ВАШИ ЗАДАНИЯ>
a. Выпишите из текста о Винсенте и Тео отрывок от слов «Десятки знакомых и» до слов «цепи, остался Тео.» включительно.
b. Проверьте по тексту о Винсенте и Тео, верны ли утверждения: (i) Винсент успевал написать несколько автопортретов за год; (ii) на полотне, которое Винс писал с Тео, борода получилась огненно-рыжей; (iii) первым решился разрубить связывавшие братьев путы Тео. На каждое ответьте «да» или «нет» и дословно приведите слова текста, которые это решают.

ТЕКСТ ДЛЯ РАЗБОРА>
Десятки знакомых и чужих лиц... И бесконечная череда автопортретов, которых Винсент успевал написать по нескольку за год.
Единственным, для кого по странному стечению обстоятельств так и не нашлось места в этой цепи, остался Тео.
Впрочем, однажды, незадолго до побега в Арль, Винс все-таки усадил его перед собой, как всегда, стремительно и резко взмахнул кистью... Но когда через два часа оба взглянули на полотно, то, не сговариваясь, смущенно пожали плечами — это вновь был портрет Винса, только с пшеничной, как у Тео, а не огненно-рыжей бородой! «Мы с тобой одно целое... И для каждой моей картины ты такой же автор, как и я сам... Потому что без тебя их попросту не было бы...»
Сидя в зловещей тишине ночного кафе, украшенного полотнами Винса, Тео в сотый раз вслушивался в голос брата, все еще звучавший у него в ушах... Почему все сложилось именно так?

Когда они переступили грань? И когда на смену их светлой юношеской дружбе пришла такая изматывающая зависимость? Эти путы, которые, как теперь понимал Тео, душили не только его, но и самого Винсента... Вот только у благоразумного и осторожного младшего брата никак не хватало духу их разрубить. Винс первым решился это сделать. И не отступил, пока не испробовал все средства, вплоть до собственной смерти.

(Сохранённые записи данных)
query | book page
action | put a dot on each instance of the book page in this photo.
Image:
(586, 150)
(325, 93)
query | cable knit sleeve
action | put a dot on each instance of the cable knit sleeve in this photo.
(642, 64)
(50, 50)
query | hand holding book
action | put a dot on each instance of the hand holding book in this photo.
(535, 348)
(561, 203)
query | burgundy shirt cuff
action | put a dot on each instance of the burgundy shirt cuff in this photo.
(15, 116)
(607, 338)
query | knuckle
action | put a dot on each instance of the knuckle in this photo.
...
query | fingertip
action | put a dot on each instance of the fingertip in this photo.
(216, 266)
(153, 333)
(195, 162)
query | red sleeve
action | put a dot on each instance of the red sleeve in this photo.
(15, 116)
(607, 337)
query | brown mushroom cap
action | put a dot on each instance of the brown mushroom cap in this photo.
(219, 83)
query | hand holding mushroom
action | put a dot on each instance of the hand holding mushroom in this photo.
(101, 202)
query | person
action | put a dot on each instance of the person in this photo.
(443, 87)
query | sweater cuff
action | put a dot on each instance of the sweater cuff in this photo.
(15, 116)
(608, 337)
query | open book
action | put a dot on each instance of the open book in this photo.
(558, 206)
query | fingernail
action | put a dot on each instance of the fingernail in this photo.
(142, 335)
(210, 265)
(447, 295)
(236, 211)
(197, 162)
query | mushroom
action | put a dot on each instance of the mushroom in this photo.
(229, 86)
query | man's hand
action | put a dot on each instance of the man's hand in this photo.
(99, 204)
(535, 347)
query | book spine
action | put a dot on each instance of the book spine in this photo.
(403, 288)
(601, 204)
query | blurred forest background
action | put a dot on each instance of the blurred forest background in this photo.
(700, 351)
--
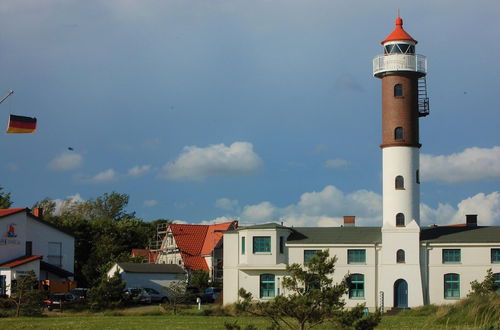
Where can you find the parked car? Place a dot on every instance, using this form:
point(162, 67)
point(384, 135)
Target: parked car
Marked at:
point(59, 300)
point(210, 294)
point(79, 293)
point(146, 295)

ОТВЕТЫ>
a.
Десятки знакомых и чужих лиц... И бесконечная череда автопортретов, которых Винсент успевал написать по нескольку за год.
Единственным, для кого по странному стечению обстоятельств так и не нашлось места в этой цепи, остался Тео.

b.
(i) Да: «которых Винсент успевал написать по нескольку за год».
(ii) Нет: «только с пшеничной, как у Тео, а не огненно-рыжей бородой».
(iii) Нет: «Винс первым решился это сделать».